- Task:
Copy the listing below word for word, with every line and figure unchanged.

-- Data for this task start --

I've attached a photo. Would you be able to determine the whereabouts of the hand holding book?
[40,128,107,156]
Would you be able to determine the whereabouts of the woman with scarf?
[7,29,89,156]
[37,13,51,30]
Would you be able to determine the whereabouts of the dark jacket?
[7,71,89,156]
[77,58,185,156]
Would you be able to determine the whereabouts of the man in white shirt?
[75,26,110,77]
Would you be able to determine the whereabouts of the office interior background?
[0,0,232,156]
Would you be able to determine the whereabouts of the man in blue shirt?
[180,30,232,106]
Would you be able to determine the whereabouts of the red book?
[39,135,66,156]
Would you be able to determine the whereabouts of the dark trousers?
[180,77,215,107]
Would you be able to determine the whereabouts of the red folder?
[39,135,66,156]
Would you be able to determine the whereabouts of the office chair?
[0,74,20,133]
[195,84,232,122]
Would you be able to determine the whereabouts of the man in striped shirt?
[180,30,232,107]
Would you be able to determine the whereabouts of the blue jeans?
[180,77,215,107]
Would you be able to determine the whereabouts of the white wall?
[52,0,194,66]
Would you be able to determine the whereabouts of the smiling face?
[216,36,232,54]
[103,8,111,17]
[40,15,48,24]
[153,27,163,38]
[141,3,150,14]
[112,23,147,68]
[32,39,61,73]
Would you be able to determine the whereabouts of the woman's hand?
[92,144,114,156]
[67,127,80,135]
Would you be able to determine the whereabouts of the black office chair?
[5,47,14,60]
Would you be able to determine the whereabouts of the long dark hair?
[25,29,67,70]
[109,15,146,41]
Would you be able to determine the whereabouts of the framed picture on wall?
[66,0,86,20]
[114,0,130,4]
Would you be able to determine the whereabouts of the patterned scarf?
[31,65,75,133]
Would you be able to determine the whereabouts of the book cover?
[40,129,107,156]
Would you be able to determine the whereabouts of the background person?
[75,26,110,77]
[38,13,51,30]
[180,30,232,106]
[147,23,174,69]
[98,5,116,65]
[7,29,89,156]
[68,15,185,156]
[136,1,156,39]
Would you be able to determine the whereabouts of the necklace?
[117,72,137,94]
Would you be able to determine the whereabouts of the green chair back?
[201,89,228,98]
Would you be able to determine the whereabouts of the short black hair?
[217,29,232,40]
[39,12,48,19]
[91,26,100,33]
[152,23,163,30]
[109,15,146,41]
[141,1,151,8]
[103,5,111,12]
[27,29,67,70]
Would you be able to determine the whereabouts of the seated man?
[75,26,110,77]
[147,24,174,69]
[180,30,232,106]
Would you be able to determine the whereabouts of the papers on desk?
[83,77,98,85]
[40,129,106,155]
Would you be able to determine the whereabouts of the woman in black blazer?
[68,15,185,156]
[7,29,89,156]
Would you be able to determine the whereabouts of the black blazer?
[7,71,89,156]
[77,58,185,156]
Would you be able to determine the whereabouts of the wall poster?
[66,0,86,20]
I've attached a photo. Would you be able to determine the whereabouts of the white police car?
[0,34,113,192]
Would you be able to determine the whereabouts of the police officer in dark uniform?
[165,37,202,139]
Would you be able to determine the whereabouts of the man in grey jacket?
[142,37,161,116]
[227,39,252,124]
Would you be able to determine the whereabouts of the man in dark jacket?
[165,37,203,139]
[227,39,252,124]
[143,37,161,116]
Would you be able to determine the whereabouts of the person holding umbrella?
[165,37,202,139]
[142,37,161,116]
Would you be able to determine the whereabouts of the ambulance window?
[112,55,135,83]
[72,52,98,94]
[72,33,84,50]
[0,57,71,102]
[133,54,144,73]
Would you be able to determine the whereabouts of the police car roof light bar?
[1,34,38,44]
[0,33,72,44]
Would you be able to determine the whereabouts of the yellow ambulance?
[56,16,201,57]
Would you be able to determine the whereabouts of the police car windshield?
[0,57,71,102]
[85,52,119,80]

-- Data for this task end --

- Reply:
I've attached a photo. Would you be able to determine the whereabouts of the hand holding book?
[40,128,107,156]
Would you be able to determine the whereabouts of the woman with scarf?
[7,29,89,156]
[37,13,51,30]
Would you be able to determine the whereabouts of the dark jacket?
[7,71,89,156]
[77,58,185,156]
Would you be able to determine the whereabouts of the man in white shirt?
[75,26,110,77]
Would you be able to determine the whereabouts of the office interior background?
[0,0,232,156]
Would you be able to determine the whereabouts of the man in blue shirt?
[180,30,232,106]
Would you be able to determine the whereabouts of the red book?
[39,135,66,156]
Would you be able to determine the whereabouts of the dark trousers?
[180,77,215,107]
Would you be able to determine the whereabouts of the red folder?
[39,135,66,156]
Would you be able to determine the whereabouts of the office chair?
[0,74,20,133]
[195,84,232,122]
Would you be able to determine the whereabouts of the man in striped shirt?
[180,30,232,107]
Would you be able to determine the whereabouts of the blue jeans?
[180,77,215,107]
Would you be able to determine the whereabouts of the white wall?
[52,0,194,66]
Would you be able to determine the whereabouts of the smiling face?
[216,36,232,54]
[103,8,111,17]
[40,15,48,24]
[153,27,163,38]
[141,3,150,14]
[112,23,147,68]
[32,39,61,73]
Would you be able to determine the whereabouts of the woman's hand?
[92,144,114,156]
[67,127,80,135]
Would you be able to determine the whereabouts of the black office chair?
[5,47,14,60]
Would you be able to determine the whereabouts of the long dark hair?
[25,29,67,70]
[109,15,146,41]
Would you be able to determine the whereabouts of the framed picture on wall?
[66,0,86,20]
[114,0,130,4]
Would you be able to determine the whereabouts of the patterned scarf?
[31,65,75,133]
Would you be able to determine the whereabouts of the book cover?
[40,129,107,156]
Would you be able to determine the whereabouts of the background person?
[75,26,110,77]
[38,13,51,30]
[180,30,232,106]
[147,23,174,69]
[98,5,116,65]
[7,29,89,156]
[68,15,185,156]
[136,1,156,39]
Would you be able to determine the whereabouts of the necklace?
[117,72,137,94]
Would you be able to determine the whereabouts of the green chair back?
[201,89,228,98]
Would you be able to determine the whereabouts of the short black hair?
[217,29,232,40]
[39,12,48,19]
[91,26,100,33]
[152,23,163,30]
[109,15,146,41]
[141,1,151,8]
[103,5,111,12]
[27,29,67,70]
Would you be able to determine the whereabouts of the seated man?
[75,26,110,77]
[147,24,174,69]
[180,30,232,106]
Would you be able to determine the whereabouts of the papers on desk?
[83,77,98,85]
[40,129,106,155]
Would you be able to determine the whereabouts of the woman in black blazer?
[68,15,185,156]
[7,29,89,156]
Would you be able to determine the whereabouts of the black blazer?
[7,71,89,156]
[77,58,185,156]
Would you be able to determine the whereabouts of the wall poster?
[66,0,86,20]
I've attached a photo. Would you be able to determine the whereabouts of the white police car?
[0,34,113,192]
Would you be able to determine the whereabouts of the police officer in dark uniform?
[165,37,202,139]
Would you be able to determine the whereabouts of the man in grey jacket?
[142,37,161,116]
[227,39,252,124]
Would you be able to determine the whereabouts of the man in dark jacket?
[165,37,203,139]
[227,39,252,124]
[143,37,161,116]
Would you be able to determine the whereabouts of the person holding umbrella?
[165,37,202,139]
[142,37,161,116]
Would you be able to determine the whereabouts of the ambulance window?
[112,55,135,83]
[72,52,98,94]
[72,33,84,50]
[0,57,71,102]
[133,54,144,73]
Would you be able to determine the whereabouts of the police car roof light bar?
[1,34,38,44]
[0,33,72,44]
Would you be able to determine the whereabouts of the yellow ambulance?
[56,16,201,57]
Would you be able to determine the whereabouts of the police car windshield?
[0,57,71,102]
[85,52,119,80]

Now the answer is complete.